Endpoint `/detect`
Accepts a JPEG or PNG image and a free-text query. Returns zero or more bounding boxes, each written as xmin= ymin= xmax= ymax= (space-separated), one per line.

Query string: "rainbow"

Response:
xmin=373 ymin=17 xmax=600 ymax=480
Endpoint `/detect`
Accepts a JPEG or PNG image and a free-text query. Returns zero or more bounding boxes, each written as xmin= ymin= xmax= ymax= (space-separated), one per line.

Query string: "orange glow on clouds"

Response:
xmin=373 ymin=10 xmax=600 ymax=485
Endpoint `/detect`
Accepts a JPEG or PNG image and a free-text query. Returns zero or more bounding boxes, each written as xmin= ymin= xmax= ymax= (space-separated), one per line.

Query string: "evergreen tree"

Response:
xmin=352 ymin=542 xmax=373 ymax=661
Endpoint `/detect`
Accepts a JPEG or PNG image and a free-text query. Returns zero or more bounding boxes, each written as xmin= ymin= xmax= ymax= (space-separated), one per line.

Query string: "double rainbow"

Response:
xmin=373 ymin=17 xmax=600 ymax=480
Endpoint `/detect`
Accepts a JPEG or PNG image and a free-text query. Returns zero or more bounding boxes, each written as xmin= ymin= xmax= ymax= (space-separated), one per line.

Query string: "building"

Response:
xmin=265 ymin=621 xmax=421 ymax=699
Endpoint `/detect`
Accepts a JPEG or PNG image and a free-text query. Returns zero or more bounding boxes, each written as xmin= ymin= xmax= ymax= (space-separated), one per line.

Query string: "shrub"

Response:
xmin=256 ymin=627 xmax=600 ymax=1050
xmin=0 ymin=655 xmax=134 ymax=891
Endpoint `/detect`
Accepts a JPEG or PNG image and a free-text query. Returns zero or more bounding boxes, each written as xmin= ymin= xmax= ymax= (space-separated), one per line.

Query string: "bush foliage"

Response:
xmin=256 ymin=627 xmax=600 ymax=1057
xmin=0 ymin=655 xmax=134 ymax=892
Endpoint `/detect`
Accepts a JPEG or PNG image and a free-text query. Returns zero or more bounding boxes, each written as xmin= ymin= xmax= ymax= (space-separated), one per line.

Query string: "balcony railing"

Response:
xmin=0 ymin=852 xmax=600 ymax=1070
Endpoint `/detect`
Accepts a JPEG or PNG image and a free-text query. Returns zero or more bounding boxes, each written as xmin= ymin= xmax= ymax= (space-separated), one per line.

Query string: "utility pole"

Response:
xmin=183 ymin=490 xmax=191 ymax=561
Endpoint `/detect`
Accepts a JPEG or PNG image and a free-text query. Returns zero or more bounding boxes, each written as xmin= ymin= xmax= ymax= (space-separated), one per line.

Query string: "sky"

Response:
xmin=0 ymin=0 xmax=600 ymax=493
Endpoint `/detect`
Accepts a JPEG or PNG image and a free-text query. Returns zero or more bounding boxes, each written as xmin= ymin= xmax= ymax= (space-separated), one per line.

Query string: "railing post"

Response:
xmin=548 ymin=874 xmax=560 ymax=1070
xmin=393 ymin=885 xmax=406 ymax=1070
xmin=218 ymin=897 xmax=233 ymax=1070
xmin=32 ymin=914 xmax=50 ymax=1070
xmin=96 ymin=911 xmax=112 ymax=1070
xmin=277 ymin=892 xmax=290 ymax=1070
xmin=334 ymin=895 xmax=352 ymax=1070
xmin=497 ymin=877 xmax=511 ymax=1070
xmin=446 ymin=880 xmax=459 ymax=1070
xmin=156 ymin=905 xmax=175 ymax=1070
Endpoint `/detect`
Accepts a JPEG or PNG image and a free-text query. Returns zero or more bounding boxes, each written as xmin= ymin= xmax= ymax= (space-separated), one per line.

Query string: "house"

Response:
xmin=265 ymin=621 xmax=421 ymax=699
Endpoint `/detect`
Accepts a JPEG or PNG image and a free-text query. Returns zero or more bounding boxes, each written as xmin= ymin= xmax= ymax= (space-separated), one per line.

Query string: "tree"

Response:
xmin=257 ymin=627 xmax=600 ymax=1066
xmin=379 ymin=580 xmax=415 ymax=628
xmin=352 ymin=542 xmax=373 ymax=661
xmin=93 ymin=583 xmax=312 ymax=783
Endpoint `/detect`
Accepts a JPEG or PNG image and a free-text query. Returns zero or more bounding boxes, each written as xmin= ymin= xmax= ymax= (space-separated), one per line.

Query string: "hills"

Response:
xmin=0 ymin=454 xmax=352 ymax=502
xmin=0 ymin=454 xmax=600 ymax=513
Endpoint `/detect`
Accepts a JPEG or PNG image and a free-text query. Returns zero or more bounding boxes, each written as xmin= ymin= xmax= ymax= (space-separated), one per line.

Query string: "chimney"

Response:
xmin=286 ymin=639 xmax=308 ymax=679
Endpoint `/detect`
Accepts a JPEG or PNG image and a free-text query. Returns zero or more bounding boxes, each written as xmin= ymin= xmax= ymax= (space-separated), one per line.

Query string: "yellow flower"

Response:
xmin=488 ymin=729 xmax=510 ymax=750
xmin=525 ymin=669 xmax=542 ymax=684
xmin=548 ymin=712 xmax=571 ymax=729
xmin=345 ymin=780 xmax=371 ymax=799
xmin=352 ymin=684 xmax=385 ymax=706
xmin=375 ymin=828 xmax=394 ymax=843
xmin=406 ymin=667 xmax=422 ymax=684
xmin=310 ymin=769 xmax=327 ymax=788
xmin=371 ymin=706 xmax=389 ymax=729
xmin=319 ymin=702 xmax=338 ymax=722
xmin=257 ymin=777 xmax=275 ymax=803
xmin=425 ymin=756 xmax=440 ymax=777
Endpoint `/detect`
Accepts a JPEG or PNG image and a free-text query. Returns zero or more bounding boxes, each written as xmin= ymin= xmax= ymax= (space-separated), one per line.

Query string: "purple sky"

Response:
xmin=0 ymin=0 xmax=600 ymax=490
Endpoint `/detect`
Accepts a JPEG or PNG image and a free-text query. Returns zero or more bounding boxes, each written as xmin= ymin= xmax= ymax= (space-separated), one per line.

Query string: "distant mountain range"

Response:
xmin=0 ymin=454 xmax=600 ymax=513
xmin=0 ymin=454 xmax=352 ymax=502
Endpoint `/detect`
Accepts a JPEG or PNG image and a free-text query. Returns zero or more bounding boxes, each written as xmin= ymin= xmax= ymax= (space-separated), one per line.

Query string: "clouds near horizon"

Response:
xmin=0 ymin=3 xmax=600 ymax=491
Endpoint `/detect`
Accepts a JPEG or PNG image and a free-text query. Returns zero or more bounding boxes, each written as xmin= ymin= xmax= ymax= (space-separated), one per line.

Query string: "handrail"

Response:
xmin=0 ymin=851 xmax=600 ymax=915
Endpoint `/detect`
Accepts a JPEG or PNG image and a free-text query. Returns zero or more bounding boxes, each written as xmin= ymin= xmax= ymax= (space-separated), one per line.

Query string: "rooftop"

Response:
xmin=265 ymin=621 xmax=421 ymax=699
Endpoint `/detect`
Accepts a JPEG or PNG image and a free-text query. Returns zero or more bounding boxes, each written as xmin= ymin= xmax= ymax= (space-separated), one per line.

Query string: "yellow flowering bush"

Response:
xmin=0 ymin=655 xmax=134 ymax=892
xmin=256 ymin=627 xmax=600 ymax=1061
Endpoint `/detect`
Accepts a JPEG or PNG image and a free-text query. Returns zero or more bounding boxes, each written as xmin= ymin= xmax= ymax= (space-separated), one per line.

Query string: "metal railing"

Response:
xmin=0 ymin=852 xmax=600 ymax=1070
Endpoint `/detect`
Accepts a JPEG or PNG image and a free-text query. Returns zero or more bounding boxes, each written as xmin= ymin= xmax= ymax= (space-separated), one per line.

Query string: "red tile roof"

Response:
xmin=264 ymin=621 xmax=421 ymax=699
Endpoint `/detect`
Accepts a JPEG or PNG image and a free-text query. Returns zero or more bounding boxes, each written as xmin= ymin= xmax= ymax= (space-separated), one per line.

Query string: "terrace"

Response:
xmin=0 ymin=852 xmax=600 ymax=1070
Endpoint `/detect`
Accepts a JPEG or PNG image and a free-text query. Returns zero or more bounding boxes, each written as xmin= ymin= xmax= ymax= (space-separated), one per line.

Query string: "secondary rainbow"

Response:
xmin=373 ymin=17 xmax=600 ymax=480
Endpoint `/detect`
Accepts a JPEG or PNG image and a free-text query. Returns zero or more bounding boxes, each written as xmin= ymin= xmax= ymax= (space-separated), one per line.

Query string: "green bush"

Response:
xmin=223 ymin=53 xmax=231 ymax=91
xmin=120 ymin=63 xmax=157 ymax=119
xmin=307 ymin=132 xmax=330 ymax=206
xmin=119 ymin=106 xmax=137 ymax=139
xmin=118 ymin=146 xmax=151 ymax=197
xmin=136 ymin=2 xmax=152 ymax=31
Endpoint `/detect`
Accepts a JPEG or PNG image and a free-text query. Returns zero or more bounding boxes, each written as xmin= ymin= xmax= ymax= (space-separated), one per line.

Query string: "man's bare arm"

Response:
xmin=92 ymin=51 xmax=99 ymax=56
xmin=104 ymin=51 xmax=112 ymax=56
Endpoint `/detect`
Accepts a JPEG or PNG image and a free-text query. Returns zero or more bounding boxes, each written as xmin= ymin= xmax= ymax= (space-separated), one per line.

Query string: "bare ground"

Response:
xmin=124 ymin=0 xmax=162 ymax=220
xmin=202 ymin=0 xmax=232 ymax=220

##############################

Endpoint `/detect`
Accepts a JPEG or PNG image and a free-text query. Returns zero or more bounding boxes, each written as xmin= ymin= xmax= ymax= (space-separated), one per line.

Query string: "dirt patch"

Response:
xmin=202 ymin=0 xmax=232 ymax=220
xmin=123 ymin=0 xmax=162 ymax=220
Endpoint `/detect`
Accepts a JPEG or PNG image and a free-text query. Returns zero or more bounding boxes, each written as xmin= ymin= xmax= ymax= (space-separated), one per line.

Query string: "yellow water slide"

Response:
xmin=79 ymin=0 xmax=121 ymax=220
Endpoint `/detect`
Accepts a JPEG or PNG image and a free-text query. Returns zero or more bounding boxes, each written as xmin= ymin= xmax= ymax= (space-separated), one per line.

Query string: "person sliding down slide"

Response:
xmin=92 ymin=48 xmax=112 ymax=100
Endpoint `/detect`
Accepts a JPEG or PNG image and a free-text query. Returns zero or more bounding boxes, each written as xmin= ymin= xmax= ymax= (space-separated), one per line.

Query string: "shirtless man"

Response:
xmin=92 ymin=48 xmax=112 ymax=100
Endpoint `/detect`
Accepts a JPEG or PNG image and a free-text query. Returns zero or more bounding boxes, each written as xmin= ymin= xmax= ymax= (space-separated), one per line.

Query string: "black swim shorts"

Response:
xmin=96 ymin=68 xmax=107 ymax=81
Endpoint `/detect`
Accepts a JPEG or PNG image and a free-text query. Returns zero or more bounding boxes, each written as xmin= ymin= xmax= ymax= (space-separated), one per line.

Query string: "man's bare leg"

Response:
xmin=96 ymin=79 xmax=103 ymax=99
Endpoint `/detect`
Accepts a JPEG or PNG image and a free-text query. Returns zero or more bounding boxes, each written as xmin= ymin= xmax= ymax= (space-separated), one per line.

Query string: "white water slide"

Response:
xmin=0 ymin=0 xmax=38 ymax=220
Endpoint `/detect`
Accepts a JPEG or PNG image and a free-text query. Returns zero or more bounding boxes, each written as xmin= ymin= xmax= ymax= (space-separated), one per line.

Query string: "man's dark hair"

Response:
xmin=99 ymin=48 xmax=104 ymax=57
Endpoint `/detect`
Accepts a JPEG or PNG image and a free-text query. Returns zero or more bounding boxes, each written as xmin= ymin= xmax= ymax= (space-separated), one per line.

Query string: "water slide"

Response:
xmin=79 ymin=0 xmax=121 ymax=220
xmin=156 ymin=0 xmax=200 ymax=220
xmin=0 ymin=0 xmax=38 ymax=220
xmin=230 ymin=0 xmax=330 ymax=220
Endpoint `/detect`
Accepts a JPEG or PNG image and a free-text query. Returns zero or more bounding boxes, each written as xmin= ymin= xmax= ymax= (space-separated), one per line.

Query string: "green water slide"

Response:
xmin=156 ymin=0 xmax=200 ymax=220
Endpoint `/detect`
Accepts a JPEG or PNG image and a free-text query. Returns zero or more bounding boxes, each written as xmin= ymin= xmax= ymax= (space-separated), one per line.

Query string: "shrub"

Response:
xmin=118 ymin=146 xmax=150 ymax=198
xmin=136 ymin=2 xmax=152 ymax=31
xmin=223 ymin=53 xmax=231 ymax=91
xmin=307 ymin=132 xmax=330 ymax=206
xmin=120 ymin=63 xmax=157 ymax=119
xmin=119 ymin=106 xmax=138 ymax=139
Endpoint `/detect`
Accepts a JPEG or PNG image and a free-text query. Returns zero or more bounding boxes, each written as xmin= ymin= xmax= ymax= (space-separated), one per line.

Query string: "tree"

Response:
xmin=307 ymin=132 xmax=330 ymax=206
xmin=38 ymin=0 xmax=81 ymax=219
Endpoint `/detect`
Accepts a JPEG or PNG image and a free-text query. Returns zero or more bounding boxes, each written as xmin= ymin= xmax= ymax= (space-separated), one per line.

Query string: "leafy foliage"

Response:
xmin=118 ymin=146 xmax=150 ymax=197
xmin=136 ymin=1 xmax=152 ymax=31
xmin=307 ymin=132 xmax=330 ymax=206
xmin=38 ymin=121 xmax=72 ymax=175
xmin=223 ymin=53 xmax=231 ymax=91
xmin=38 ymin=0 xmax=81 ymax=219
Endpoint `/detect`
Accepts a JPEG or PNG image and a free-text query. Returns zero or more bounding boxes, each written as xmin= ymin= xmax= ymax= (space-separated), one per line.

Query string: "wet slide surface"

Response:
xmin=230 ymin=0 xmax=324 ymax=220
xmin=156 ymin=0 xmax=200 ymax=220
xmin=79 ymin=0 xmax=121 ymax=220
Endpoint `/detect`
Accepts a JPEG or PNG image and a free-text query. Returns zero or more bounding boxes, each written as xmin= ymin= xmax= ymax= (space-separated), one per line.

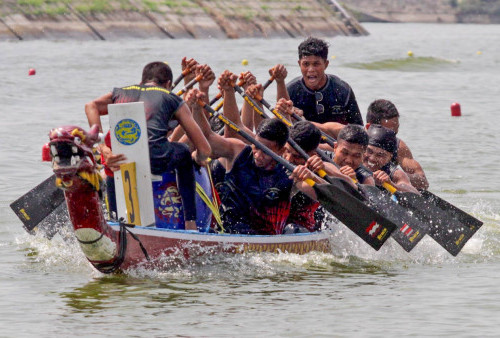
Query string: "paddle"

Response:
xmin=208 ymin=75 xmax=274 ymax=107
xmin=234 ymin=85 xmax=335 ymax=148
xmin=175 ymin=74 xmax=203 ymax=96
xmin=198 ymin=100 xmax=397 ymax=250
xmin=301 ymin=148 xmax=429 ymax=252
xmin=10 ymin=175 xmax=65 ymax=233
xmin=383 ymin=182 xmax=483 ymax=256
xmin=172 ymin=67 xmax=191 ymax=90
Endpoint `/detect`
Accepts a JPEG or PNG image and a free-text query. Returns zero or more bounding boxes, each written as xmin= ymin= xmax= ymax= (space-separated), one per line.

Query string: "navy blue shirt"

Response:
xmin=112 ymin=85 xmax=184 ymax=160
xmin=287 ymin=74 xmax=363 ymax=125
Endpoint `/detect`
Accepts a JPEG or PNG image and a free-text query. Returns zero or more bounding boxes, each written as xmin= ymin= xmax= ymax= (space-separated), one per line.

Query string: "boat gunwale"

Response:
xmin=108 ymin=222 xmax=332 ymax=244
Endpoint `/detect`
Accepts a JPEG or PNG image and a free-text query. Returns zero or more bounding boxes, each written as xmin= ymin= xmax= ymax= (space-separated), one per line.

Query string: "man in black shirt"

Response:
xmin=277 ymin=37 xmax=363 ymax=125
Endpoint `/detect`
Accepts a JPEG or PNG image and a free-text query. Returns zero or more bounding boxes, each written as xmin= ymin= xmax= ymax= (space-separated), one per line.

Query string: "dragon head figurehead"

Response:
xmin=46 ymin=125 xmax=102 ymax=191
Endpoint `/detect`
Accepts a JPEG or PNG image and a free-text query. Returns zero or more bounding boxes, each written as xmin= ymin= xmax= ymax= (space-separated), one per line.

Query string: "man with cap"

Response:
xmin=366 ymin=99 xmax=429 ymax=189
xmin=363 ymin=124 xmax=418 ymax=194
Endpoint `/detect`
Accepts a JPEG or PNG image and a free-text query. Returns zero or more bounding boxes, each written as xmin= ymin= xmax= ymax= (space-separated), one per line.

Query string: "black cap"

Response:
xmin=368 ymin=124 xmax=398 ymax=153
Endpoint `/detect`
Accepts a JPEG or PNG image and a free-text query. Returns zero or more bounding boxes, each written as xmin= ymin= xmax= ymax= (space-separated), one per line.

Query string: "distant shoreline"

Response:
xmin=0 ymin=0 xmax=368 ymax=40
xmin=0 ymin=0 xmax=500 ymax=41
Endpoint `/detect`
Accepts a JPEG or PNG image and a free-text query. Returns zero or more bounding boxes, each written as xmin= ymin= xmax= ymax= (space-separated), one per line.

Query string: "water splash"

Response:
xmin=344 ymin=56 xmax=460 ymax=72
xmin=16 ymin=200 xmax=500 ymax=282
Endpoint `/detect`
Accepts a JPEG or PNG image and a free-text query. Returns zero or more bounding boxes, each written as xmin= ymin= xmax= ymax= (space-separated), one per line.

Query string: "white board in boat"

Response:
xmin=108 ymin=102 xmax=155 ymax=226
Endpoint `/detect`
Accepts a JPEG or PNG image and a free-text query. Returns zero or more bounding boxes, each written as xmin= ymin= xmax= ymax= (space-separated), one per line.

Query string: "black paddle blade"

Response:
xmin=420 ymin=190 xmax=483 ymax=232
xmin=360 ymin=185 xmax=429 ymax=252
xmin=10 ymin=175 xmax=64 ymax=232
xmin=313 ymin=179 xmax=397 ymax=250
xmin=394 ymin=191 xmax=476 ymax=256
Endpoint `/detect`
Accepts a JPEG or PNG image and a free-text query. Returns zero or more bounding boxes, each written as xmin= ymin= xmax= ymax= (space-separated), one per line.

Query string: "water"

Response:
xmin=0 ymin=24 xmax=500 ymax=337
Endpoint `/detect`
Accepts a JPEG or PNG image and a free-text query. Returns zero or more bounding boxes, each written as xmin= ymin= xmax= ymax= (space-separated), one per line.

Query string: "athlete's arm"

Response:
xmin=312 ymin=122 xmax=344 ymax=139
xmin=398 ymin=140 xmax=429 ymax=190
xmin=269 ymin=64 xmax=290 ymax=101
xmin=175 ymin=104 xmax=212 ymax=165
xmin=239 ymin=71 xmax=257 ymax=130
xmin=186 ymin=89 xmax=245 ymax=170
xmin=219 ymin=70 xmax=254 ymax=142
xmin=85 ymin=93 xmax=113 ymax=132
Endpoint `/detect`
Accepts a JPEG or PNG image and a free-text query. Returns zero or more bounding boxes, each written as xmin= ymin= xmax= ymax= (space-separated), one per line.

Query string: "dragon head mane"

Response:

##############################

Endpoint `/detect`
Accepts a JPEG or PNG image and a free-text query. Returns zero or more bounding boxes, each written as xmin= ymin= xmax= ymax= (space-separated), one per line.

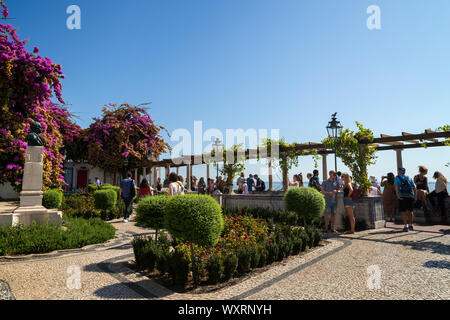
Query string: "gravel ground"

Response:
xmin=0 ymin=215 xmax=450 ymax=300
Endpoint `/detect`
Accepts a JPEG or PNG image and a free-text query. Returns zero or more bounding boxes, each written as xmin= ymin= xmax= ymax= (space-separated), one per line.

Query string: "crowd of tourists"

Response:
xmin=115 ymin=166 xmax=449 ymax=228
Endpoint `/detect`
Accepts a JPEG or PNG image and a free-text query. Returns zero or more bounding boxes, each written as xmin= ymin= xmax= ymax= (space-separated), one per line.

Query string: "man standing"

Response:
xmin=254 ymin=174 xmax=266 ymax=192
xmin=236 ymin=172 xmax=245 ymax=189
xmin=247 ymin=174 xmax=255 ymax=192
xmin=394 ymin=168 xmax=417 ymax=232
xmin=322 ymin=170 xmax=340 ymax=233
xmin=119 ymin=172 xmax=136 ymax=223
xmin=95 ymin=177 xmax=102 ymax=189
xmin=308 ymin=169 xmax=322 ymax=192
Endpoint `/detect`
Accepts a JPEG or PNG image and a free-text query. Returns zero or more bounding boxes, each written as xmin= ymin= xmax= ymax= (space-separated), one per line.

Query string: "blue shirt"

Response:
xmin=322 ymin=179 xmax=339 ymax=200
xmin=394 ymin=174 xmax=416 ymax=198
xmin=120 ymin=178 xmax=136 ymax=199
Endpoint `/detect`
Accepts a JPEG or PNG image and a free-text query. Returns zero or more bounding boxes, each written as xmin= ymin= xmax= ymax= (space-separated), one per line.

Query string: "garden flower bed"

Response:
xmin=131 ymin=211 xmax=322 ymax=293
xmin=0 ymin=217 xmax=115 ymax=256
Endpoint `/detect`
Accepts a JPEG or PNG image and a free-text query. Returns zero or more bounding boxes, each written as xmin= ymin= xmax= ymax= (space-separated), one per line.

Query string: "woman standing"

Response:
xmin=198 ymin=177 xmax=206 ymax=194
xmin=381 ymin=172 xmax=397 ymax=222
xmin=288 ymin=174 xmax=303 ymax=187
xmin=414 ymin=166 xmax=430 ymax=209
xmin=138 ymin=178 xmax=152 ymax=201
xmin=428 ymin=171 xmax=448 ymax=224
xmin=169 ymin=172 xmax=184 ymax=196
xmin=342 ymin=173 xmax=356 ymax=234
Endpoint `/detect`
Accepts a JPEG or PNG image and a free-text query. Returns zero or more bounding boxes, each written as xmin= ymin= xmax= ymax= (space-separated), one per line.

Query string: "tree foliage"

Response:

##############################

→ **Pernyataan Masalah**
Kumpulkan setiap baris di atas yang memuat kata "white", lalu salin baris-baris itu tanpa perubahan sesuai urutan kemunculannya.

→ **Jawaban**
Query string: "white water slide"
Query string: "white board in boat"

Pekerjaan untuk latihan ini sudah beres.